▶ **Work task**
Write the next part of the article on reliable builds, picking up right after its final paragraph.
++++ Supplied passage
The Reliable Build

If you look at my WeeWikiPaint codebase, you’ll notice something strange… and a little off-putting. All kinds of crap is checked into the repository: throwaway code experiments, npm modules, and even… IDE settings‽

Given that WeeWikiPaint is the Recorded Live channel’s ongoing example of professional & rigorous software development, what gives? Why the mess?

There’s a reason.

Real-World Software Development

In the Recorded Live series, I’m acting the same way I would if I were on a team developing a real-world software product. In that environment, coordination between team members is important, and it can be surprisingly difficult to maintain. One of the easiest mistakes that can occur is for various development machines to get out of sync. Then you have the dreaded “it worked on my machine” problem.

A variant of this problem is an inability to reproduce old builds. You’re chasing down a bug or something, so you check out an old commit, but it no longer builds, or it fails in a strange way, despite working perfectly in production. Let’s call that the “it no longer works on my machine” problem.

And then there’s the all-too-common case of getting a new development machine and having to spend days to weeks getting everything configured and set up. Also known as the “why doesn’t this #$@%! work on my machine” problem.
++++++++
++++ Data excerpt
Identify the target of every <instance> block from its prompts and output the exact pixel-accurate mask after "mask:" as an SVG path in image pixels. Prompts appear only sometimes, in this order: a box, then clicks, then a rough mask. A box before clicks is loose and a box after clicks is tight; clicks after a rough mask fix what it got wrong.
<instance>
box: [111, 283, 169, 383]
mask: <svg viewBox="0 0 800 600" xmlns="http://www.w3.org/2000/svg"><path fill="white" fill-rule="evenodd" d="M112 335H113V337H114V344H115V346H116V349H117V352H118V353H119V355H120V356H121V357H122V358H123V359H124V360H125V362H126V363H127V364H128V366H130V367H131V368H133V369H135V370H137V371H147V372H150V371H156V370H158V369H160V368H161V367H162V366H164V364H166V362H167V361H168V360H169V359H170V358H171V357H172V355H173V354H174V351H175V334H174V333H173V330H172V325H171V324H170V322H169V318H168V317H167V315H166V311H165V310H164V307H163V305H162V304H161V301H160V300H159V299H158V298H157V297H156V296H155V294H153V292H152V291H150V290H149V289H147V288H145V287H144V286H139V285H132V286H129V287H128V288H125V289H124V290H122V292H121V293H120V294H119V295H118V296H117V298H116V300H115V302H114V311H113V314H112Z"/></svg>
++++++++
▶ **Response for this exercise**
These are problems that you never see in a classroom setting, but if you’ve worked in a team environment for more than a few years, you’re sure to have encountered them. They’re painful, annoying, and an utter waste of time. At best! I’ve heard of projects that were irrecoverable because no one could get them to run any more.

The Reliable Reference

Of all the things in your programming environment, there’s only one thing that you can count on to give you the same answer every time: your source repository. When you put something into the repository, you can rely on being able to get exactly that thing back out at some future date. (Nitpicky exceptions aside.)

When else is that true? Your development database changes all the time. Dependencies get updated at the whims of others. Package managers change versions and storage strategies. Your network infrastructure changes and once-vital services are retired. Even your OS changes over time as patches are applied and versions upgraded.

Nothing about your programming environment is the same today as it was 10 years ago… but if you have a code repo that old, you can still get the exact code you had 10 years ago.

But will it run?

Creating a Reliable Build

How do you solve the “it worked on my machine,” “it no longer works on my machine,” and “why doesn’t this #$%! work on my machine” problems?

My way is to take advantage of the reliable repository. I consciously use it for as much coordination as possible. My ideal is to be able to buy a new computer, clone the repo, run one command, and have everything work exactly as it does on every other development machine.

Even more ideally, I’d like that build to work even when the network cable is disconnected. That way I know that all the state I need is stored in the repo, which means we can always reproduce a previous build with 100% fidelity.

I’m not able to achieve that ideal in every case. For example, in WeeWikiPaint’s current setup, you have to install Node.js manually. There’s often big-ticket items such as Node which can’t be checked in. But even when I can’t achieve the ideal, I still want the automated build to tell me when I’ve gotten out of sync with the build’s expectations.

Theory in Practice

That’s the underlying philosophy. You can see it play out in the WeeWikiPaint codebase in a variety of small ways.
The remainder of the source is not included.